---------- Provided text ----------

I really didn’t pay much attention to what she was munchin’, as we drove around Austin. And, I certainly didn’t understand all the weird things she’d say at times, or all the things that made her laugh (Well, who understands what women are interested in, anyway?). She’d suddenly blurt out that people, especially Americans, were not really evil. We were all just amazingly stupid. And, she’d suddenly say that rednecks look like fat, little pigs. Hey, I coulda told her that!

Anyway, back to our noble theme: Now, I know for all you youngsters out there, this has little meaning. But, for any American over fifty, the question, “What were you doing the day Kennedy got shot?” brings an immediate quite to our agitated minds. We see the whole day in slow motion. Then, a long, detailed description of every agonizing moment slowly falls from our lips. No matter how cool and safe we may think we now are, no one forgets that day. We are all, for a moment, once again, fragile children, frozen in terror.

And, Monica Jeckle is the only person I know that was, very unfortunately, completely ripped out of her mind on acid, when she heard the news on November 22, 1963.

I didn’t see her much, for a while after that. She withdrew. She, somehow, finally escaped from her family in south Austin, including the clutches of her drunken, redneck stepfather. And, she was even able to find a basement apartment that she could afford.

She took to wearing black. She painted everything in the apartment black - the walls, the ceiling, the refrigerator, the bed, the floor. She had black drapes and black chairs, a black sink and black dinner plates.

She got heavily into black magic. She adopted a black cat.

I ran into her in December of that long, dark year. It had snowed a rare, heavy snow in Austin. We drove out to West Cave. It was absolutely radiant. I had never seen that much white before! We climbed up to the waterfalls, and danced under huge ice cycles. She cut quite a figure in black, against the falling snow. We screwed our brains out in the back of my Dad’s old Cadillac. There were guys, dressed like Indians, with war paint, going through the caves with torches. They were chanting. It was cold.

---------- Material provided ----------

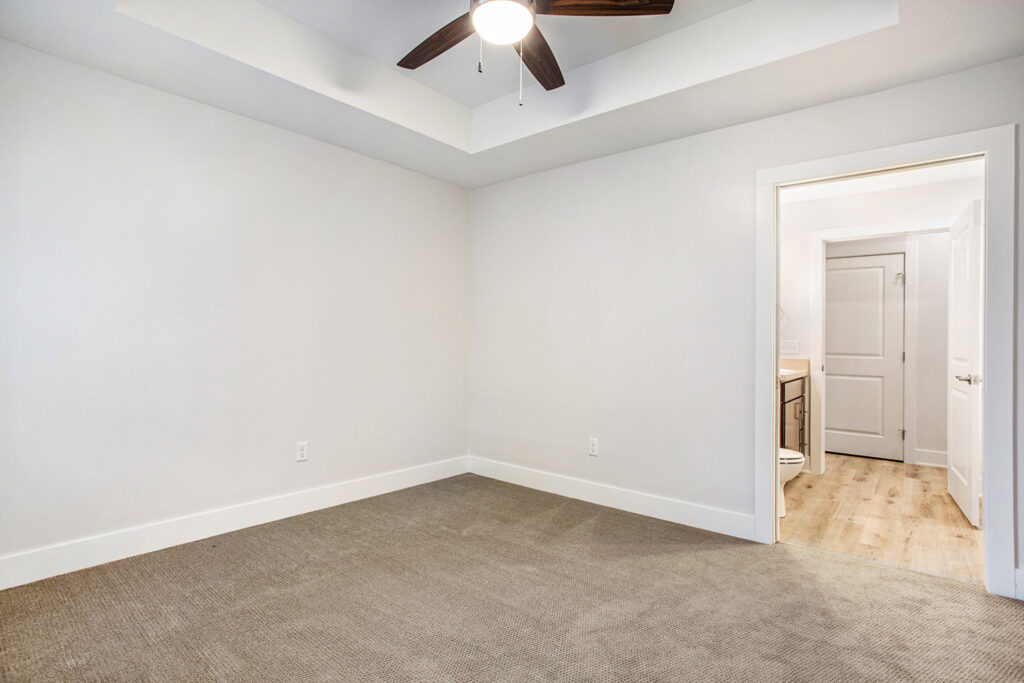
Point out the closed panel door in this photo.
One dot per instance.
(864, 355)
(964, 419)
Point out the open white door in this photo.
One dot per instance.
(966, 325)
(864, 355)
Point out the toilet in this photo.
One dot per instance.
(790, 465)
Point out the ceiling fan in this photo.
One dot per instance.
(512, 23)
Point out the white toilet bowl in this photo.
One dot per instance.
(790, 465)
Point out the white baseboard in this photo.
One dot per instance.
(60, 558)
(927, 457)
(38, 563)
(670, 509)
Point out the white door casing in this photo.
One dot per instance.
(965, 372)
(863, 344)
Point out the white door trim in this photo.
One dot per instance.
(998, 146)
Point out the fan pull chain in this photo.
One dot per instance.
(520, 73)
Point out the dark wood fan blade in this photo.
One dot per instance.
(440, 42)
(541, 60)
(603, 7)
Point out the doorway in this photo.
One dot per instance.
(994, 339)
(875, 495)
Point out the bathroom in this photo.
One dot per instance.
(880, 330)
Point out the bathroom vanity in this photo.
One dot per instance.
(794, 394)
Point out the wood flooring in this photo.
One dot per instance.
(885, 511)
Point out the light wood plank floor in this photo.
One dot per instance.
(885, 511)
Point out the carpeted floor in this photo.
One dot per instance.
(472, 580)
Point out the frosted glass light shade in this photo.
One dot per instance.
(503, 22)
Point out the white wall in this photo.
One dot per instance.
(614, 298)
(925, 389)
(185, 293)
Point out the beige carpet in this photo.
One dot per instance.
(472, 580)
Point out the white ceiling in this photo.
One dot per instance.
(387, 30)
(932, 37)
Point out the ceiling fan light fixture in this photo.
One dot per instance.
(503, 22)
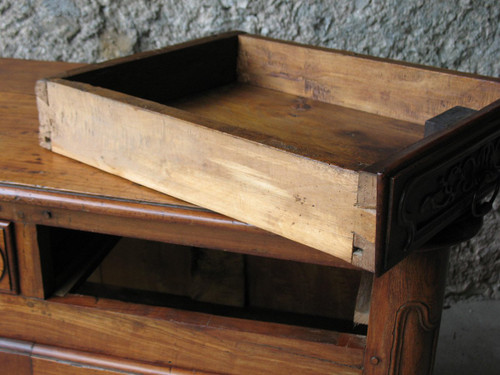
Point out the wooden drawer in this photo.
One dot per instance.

----------

= Do this =
From the passage about Monica Jeckle, extract the stretch from "And, Monica Jeckle" through "November 22, 1963.". The listing was taken from a separate source unrelated to the passage.

= Task solution =
And, Monica Jeckle is the only person I know that was, very unfortunately, completely ripped out of her mind on acid, when she heard the news on November 22, 1963.